» **Work to be completed**
Reproduce the data in its entirety, exactly as supplied.

[Point-based annotation data]
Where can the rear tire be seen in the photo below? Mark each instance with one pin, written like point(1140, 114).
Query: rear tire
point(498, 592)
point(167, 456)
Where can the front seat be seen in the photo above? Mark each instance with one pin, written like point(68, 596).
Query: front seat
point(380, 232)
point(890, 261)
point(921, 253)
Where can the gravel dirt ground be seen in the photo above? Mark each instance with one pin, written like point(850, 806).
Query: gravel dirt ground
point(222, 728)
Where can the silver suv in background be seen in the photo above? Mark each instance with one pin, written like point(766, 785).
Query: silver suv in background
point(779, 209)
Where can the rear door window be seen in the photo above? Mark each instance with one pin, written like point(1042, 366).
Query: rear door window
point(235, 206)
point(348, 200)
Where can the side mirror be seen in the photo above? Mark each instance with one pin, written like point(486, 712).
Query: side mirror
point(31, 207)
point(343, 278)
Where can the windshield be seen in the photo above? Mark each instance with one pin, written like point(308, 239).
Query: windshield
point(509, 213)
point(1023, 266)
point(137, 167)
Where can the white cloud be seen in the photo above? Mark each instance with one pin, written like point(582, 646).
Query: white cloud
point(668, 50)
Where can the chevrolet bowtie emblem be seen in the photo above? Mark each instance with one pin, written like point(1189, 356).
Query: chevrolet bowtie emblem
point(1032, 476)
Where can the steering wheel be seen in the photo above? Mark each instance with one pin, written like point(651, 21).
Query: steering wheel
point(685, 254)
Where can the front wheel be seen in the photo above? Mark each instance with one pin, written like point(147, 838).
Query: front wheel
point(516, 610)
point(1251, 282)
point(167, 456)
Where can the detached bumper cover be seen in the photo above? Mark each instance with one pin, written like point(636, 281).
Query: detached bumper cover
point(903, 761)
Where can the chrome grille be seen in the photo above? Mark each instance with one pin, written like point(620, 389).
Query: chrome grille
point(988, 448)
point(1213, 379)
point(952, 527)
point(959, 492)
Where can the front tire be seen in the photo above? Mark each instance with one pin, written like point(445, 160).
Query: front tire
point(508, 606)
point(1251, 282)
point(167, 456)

» **Reply to the exercise**
Where can the rear tire be seen in the photo below? Mark each instance with one pin, written like point(1140, 114).
Query: rear tire
point(498, 592)
point(167, 456)
Where can the front seat be seen in the photo above? Mark each instance with one pin, written like point(68, 596).
Query: front seat
point(380, 232)
point(890, 261)
point(921, 253)
Where can the gravel dirt ground be seen in the photo above? Mark each instance with one pin, written like point(850, 806).
Query: gravel dirt ground
point(222, 728)
Where can the silver suv in background be seen in the photo above? Mark each instance with one pin, written like point(766, 785).
Query: silver suv in background
point(779, 209)
Where can the rear door window be seen in the photo above? Mark each instance with one pin, written like point(1042, 366).
Query: rear door window
point(235, 206)
point(348, 200)
Where can the side mirror be seen in the photo above? Mark each instance with one pin, written like point(486, 712).
Query: side mirror
point(31, 207)
point(343, 278)
Where can the windshield be seen in the photo above? Mark each instance with one pin, written like point(308, 239).
Query: windshield
point(509, 213)
point(1023, 266)
point(137, 167)
Where can the white cloud be seen in the photo above? Mark each instance with one pin, written like point(582, 646).
Query: white cloud
point(668, 50)
Where can the chevrolet bowtie emblem be seen in the photo above? Mark each instance with one pin, written like point(1189, 356).
Query: chevrolet bowtie emblem
point(1032, 476)
Where can the steering wheel be seen in the photo above? Mark each instance with one pin, written like point(651, 21).
Query: steering wheel
point(685, 254)
Where can the front wheel be seen in the photo above? Mark each instance with one pin, written like point(147, 838).
Query: front wheel
point(516, 610)
point(1251, 282)
point(167, 456)
Where can the detached bumper cover be seen in the photo above? Mark each instance with one pin, written like point(636, 281).
Query: detached bumper cover
point(903, 761)
Where can the chrome grille be seen in the photo above? Mark each instance with one pin, written like point(620, 389).
Query: chrome grille
point(988, 448)
point(1213, 379)
point(952, 527)
point(959, 492)
Where can the front tire be seen in the photo above? Mark each instance with one pin, written like point(445, 160).
Query: front tire
point(508, 606)
point(1251, 282)
point(167, 456)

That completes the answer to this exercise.